▶ **Brief**: Rewrite the stretch of the piece on sales teams from "Chad Fowler" through "the sales table.", swapping "seminars" for "conferences".

··· Excerpt provided ···

What Makes a Successful Sales Team

Five Things that Make or Break a Sales Team

Chad Fowler
You can read articles in business magazines or you can go to business seminars, they will all tell you pretty much the same thing. I'm not saying that my ideas are anything new or revolutionary, but they are fresh and simple. Simplicity can be an amazing tool in the world of business and especially in this market, it is often overlooked. When you get through all the "professional" ideas and expert lingo, there are basically five things that make a good sales team or a bad sales team. My five "things" are knowledge, trust, faith, respect, and team. I will dive into each of these in depth and explain what I feel each one means and what each one brings to the sales table.

Lets start with knowledge, this is a basic and a must for any sales team and any sales person. The knowledge of your products is essential as clients are looking for someone who can answer their questions while one of their clients is sitting right in front of them. Also a knowledge of your team mates and their capabilities, their strengths and weaknesses, and their breaking points. Knowing what your team mates are capable of is a great tool to use, to be able to know exactly where to go in a moments time to get an answer is a very powerful tool. Knowing your team members strengths and weaknesses is important as well, you need to step up when you know someone is struggling or be able to ask for help no matter how silly you might feel. What I am seeing in sales people today is a know-it-all attitude, where they are too important to ask for help, you may as well kiss your sales career goodbye. The worst thing about sales people is those who don't listen and those who don't take criticism, you should always want to learn and always want to better yourself. Knowing your team mates breaking points is essential as well, if someone on your team just can't get along with a customer and has just about had it, you need to step up and help them, maybe take over the calls or just give them a fresh perspective on the customer. Basically knowledge is a broad statement and it cover a lot of areas but it is vital. Know your products and know the people around you. Basically it comes down to caring about your team mates, take an interest and they will take an interest in you.

··· Records supplied ···

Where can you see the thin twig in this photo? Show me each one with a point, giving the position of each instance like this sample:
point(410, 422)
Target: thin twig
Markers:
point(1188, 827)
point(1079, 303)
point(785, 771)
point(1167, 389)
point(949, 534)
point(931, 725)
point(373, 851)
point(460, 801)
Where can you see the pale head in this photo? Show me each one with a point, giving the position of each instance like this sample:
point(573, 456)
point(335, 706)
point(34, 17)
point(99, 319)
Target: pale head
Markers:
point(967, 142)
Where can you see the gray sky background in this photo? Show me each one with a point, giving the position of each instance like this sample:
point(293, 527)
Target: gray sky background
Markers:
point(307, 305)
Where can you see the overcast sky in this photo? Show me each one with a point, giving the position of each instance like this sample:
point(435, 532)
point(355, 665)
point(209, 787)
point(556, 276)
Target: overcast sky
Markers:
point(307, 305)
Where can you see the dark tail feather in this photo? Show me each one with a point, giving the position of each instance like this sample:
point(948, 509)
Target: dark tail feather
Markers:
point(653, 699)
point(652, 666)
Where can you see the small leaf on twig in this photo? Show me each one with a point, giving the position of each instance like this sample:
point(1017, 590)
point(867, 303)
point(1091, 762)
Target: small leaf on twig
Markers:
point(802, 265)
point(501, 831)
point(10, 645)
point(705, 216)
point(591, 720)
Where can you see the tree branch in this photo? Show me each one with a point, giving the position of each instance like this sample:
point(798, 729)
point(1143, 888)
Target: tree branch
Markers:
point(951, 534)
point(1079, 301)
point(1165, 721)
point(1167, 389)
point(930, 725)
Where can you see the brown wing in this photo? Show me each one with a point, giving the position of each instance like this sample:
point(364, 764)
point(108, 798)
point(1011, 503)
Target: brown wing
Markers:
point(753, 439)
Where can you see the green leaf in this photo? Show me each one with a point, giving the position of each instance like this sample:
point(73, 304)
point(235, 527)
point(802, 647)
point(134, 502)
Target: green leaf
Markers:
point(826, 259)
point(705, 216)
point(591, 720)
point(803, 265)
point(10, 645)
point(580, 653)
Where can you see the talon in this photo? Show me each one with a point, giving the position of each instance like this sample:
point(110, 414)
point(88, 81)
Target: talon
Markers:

···

▶ **Task answer**:
Chad Fowler
You can read articles in business magazines or you can go to business conferences, they will all tell you pretty much the same thing. I'm not saying that my ideas are anything new or revolutionary, but they are fresh and simple. Simplicity can be an amazing tool in the world of business and especially in this market, it is often overlooked. When you get through all the "professional" ideas and expert lingo, there are basically five things that make a good sales team or a bad sales team. My five "things" are knowledge, trust, faith, respect, and team. I will dive into each of these in depth and explain what I feel each one means and what each one brings to the sales table.